▸ Passage provided:
—————
I think the indexing started out ok. Counting backlinks and using that as a ranking was pretty genius, right up until people realized they could game the system, then google realized that artificially screwing with their own system was worth money, then the used ads to modify ranking.
ads to modify discoverability the death of free internet
-
[email protected]replied to [email protected] last edited by
The only AI company that responded to Ars' request to comment was OpenAI, whose spokesperson confirmed that OpenAI is already working on a way to fight tarpitting.
Ah yes. It extremely common for one of the top companies in an industry to spitefully expend resources fighting the efforts of...
One or two people
Please, continue to grace us with you unbiased wisdom. Clearly you've read the article and aren't just trying to simp for AI or start flame wars like a petulant child.
-
[email protected]replied to [email protected] last edited by
Not like you can load balance requests of the malicious subdirectories to a non-prod hardware. Can be decommissioned hardware.
-
[email protected]replied to [email protected] last edited by
Well, luckily for them, it's a pretty simple fix. Congrats on being a part of making them jot down a note to prevent tarpitting when they get around to it. You've saved the internet!
—————
▸ Information supplied:
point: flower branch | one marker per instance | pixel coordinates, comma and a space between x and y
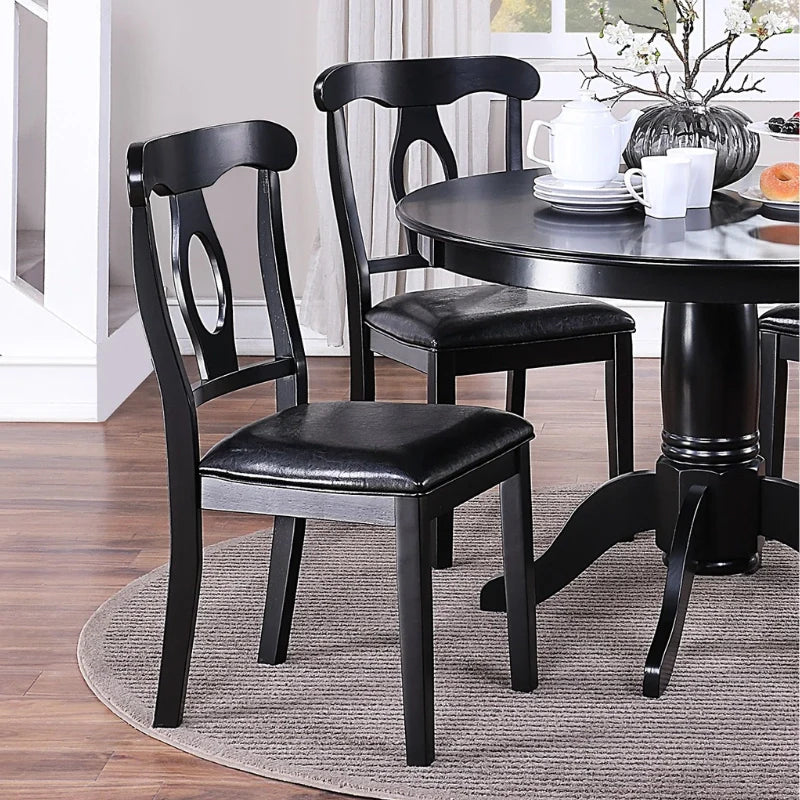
—————
▸ What the task asks:
Answer these questions using the forum thread above:
(a) In the first post, what was counted and used as a ranking?
(b) Which AI company was the only one to respond to Ars' request to comment?
(c) In the post about load balancing, what kind of hardware does it say the non-prod hardware can be?

▸ Task output:
(a) Backlinks
(b) OpenAI
(c) Decommissioned hardware